BRIEF
Copy word for word the part of the material below that opens with the line containing "Question: locate the tree" and continues through the end of the material, and give nothing else.

INPUT ROWS
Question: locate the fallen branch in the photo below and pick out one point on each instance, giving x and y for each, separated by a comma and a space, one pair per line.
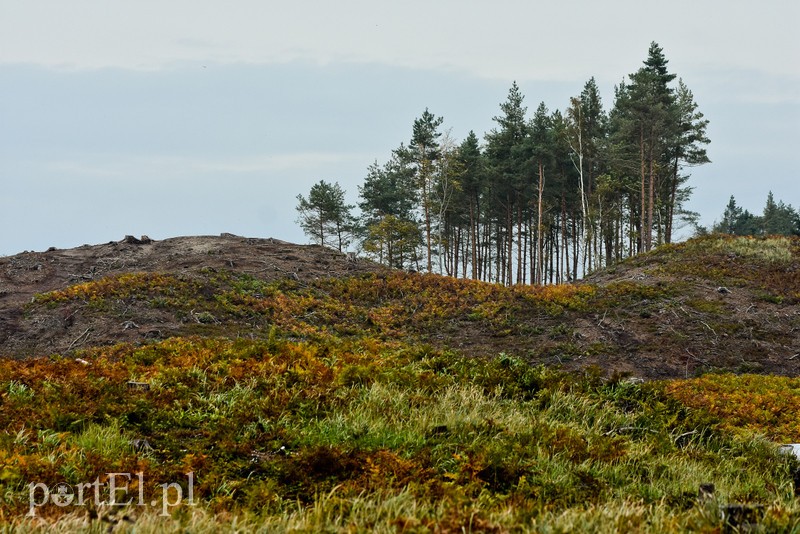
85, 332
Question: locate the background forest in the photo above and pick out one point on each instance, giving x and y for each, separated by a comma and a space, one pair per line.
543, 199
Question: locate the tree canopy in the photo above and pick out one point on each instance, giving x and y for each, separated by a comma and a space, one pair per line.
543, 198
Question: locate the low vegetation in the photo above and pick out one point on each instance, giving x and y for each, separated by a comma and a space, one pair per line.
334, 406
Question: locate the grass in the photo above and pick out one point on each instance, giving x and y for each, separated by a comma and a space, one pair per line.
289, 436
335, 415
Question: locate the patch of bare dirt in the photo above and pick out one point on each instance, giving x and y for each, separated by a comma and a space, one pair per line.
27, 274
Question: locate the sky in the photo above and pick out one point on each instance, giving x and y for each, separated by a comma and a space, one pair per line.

TASK SOLUTION
Question: locate the tree canopy in the photo above and pick out one point on each instance, giving x and y for each, separated by a comma and a space, one pair per line.
543, 198
Question: locate the low vegetation in the photo above and pick out one point on each instance, giving x and y for each, separated by a comma and a space, one pair per line.
334, 406
Question: locate the grass in the photo above and pick out one point on each instance, giving x and y for each, separated by a comma and a space, one pair per line.
289, 436
335, 415
Question: locate the patch of bare dirt in the photo above and pick out one point on each instance, giving x and y for each, separated by a comma and a space, one pair per line.
27, 274
Question: locate the sky in the photo above and pick out one point on each instance, giving x and y for each, separated by a comma and a space, one pair per line.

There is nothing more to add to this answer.